#### ФОРМУЛИРОВКА ЗАДАНИЯ 1:
Выпишите из предложенного текста о романе «Транссибирская пастораль» отрывок от слов «Если иметь в» до слов «цивилизации и природы.» включительно, ничего не меняя.

#### ПРЕДЛОЖЕННЫЙ ТЕКСТ:
--

Если иметь в виду структурно-содержательные компоненты пасторали, наиболее рельефно проявленные в данном произведении, то имеет смысл в первую очередь обратить внимание на противопоставление цивилизации и природы.
Цивилизация в романе Ермакова - это город, завод, заводское общежитие. Главному герою Даниилу Меньшикову, уроженцу города и вчерашнему выпускнику школы, была уготована участь заводского рабочего. Даниил же, по его собственному признанию, «презирает города» [9]. Даже Москва, в которой он делает пересадку на пути в Сибирь, запомнилась ему «неотразимо тяжелой, серокамен-
55
ной, вонзившейся шипами в свинцовое небо» [10]. Большую часть своей жизни герой прожил в заводском общежитии, которое в его сознании ассоциировалось с адом. Обитатели общаги, «преисполнившись неодолимой ненависти, бросались друг на друга, чтобы выбить зубы, проткнуть потроха, они слишком плотно жили и надоедали друг другу» [11]. Исключительно негативные ассоциации вызывал у героя и завод: он полагал, что заводской рабочий попадает в рабство к машине, становясь ее продолжением. Отчим, с восторгом рассказывающий о предприятии, казался ему Вергилием, ведущим экскурсию по кругам ада. Даниил намерен бежать прочь из города. Окружающие считали его намерение «варварством, движением вспять», «мечтой висельника».
Природа в «Транссибирской пасторали» - это озеро Байкал, расположенный в его окрестностях природный заповедник. Путешествуя по Сибири, герой надеялся сполна удовлетворить с детства дремавшую в нем страсть: «уходить все дальше, все глубже зарываться в глушь сияющего мира» [12].
Противостояние цивилизации и природы в «Транссибирской пасторали» оказывается противостоянием Европы и Азии, Европа воспринимается как «страна заходящего солнца», Азия символизирует «молодость и свежесть». Оказавшись за Уральским хребтом, герой думает: «Молодость и свежесть, - разве найдешь там, позади, где садится солнце? Где-нибудь на Балтийском море, в грязных портах. Тем более на пляжном Черном. Он выбрал море Азии» [13].

--

#### ФОРМУЛИРОВКА ЗАДАНИЯ 2:
Найдите в записях ниже все строки, содержащие слово «saddle», и перепишите каждую из них полностью.

#### ИСХОДНЫЕ ДАННЫЕ:

--

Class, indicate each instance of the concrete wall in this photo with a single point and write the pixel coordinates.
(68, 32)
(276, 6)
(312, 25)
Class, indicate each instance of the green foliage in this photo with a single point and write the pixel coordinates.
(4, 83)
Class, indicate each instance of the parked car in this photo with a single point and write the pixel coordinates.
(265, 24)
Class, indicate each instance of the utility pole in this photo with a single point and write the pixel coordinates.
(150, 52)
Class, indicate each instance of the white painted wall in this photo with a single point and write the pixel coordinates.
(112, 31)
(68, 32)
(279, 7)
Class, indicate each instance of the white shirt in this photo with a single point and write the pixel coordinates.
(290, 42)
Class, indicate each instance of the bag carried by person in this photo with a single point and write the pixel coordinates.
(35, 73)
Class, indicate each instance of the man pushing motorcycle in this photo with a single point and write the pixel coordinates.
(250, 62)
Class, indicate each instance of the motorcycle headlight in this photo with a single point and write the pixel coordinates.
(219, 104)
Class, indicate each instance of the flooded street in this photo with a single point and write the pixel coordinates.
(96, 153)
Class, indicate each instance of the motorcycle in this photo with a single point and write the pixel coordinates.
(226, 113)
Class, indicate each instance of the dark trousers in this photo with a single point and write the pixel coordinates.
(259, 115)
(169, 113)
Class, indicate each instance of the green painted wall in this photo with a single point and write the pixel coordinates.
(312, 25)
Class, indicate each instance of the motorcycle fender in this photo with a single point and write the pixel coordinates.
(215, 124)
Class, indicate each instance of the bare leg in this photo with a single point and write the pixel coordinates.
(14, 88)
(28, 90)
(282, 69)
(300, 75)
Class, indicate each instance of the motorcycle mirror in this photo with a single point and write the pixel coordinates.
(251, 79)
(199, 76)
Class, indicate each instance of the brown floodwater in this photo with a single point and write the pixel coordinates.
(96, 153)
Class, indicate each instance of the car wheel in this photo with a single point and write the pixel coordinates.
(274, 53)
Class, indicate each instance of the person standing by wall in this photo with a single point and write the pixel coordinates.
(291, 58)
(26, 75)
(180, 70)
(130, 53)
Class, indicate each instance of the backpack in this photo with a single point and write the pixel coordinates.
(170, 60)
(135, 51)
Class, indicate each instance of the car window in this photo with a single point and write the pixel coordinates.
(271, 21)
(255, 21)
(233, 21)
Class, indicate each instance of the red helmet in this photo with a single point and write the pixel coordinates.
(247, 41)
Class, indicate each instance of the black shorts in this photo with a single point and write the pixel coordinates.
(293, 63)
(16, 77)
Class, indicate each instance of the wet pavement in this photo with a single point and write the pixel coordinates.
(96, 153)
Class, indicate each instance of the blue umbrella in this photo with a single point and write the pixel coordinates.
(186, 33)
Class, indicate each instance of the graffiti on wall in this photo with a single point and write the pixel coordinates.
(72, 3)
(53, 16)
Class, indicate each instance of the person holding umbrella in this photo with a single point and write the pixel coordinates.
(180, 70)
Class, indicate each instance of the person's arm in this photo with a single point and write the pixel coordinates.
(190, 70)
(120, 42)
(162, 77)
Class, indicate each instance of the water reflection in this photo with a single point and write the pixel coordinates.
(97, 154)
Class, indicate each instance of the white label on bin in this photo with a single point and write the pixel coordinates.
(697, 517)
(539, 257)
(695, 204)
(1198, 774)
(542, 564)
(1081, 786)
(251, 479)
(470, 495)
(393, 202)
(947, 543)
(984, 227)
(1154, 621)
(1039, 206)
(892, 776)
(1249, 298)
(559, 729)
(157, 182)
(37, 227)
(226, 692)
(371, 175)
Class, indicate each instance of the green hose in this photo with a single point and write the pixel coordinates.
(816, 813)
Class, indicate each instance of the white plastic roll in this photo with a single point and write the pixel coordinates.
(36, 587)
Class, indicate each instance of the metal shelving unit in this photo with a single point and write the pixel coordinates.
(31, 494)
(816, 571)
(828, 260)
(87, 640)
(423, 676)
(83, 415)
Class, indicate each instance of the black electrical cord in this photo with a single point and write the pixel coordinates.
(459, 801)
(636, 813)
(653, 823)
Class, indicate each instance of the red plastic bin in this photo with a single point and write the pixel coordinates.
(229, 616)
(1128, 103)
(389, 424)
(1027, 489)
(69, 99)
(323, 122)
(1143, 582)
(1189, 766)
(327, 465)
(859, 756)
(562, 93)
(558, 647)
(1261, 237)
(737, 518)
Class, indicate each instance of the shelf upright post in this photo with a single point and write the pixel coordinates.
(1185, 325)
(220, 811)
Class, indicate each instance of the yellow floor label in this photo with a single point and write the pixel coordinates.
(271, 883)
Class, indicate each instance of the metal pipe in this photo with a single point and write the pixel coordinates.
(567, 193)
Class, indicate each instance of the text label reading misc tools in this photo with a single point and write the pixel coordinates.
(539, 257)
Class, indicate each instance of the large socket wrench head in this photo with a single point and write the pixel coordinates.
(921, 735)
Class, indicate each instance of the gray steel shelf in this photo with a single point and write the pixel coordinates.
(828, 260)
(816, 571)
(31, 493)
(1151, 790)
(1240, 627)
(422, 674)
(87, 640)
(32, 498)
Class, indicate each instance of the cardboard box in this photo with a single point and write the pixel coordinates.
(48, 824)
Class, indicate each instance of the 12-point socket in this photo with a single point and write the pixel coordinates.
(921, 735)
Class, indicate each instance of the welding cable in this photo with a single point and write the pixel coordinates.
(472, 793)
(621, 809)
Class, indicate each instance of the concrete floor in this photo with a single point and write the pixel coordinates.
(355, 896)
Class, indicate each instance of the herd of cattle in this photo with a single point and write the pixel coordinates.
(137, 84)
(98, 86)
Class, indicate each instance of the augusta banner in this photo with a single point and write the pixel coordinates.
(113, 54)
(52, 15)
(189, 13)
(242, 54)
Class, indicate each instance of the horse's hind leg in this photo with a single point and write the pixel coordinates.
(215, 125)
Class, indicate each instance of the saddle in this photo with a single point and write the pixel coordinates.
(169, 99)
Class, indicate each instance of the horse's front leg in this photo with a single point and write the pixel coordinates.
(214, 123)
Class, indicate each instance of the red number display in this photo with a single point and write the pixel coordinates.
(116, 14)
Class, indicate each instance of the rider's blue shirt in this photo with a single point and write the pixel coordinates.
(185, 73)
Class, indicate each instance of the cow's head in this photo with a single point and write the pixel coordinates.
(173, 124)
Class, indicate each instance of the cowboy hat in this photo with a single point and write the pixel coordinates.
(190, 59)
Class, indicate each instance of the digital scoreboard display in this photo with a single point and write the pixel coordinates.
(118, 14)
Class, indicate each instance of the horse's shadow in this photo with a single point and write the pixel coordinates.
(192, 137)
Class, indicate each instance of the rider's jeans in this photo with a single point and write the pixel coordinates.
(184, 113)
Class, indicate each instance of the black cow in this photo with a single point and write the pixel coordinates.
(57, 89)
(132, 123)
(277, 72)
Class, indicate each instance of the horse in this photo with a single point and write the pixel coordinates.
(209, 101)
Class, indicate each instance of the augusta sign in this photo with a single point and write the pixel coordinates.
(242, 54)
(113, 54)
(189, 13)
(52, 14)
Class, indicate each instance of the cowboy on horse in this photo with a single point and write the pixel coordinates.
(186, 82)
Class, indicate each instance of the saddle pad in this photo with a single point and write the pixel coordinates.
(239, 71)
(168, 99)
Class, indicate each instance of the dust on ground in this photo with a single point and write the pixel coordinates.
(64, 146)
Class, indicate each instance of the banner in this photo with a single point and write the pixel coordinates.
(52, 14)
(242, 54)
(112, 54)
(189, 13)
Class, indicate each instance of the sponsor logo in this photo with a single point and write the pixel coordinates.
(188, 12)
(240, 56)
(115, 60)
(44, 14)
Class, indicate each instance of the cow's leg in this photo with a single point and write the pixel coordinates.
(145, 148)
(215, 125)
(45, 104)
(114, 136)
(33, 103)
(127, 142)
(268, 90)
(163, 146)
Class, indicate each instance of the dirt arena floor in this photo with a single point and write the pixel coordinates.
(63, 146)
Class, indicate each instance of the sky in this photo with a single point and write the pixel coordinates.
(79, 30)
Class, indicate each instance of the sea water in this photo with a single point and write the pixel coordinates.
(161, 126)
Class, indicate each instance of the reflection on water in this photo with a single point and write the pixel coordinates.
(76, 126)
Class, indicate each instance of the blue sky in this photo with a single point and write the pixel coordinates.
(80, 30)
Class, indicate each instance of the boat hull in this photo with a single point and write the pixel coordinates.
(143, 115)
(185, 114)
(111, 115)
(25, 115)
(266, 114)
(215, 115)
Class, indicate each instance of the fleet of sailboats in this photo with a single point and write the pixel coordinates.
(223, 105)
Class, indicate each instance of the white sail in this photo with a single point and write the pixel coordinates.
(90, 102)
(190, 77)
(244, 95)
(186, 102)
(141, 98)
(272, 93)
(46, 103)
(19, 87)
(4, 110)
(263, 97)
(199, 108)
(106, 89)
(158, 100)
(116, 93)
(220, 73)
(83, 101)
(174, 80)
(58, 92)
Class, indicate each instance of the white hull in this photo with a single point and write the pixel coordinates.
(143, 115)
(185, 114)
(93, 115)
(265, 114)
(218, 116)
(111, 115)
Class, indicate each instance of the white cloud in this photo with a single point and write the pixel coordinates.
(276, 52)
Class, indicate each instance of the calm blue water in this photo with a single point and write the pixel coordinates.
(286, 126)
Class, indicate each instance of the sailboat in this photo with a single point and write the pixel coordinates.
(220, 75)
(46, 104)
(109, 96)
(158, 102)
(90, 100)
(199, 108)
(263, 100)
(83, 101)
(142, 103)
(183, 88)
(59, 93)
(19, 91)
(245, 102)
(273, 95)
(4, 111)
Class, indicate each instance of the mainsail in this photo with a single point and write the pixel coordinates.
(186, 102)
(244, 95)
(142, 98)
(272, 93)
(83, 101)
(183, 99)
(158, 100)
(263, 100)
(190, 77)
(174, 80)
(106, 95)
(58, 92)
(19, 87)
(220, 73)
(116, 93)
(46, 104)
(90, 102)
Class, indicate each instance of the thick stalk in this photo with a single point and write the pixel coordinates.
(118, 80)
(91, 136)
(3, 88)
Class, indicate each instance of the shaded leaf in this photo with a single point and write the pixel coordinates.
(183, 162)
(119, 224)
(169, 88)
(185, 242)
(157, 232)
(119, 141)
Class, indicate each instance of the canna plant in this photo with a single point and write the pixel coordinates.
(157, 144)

--

#### РЕЗУЛЬТАТ ВЫПОЛНЕНИЯ 1:
Если иметь в виду структурно-содержательные компоненты пасторали, наиболее рельефно проявленные в данном произведении, то имеет смысл в первую очередь обратить внимание на противопоставление цивилизации и природы.

#### РЕЗУЛЬТАТ ВЫПОЛНЕНИЯ 2:
Class, indicate each instance of the saddle in this photo with a single point and write the pixel coordinates.
Class, indicate each instance of the saddle pad in this photo with a single point and write the pixel coordinates.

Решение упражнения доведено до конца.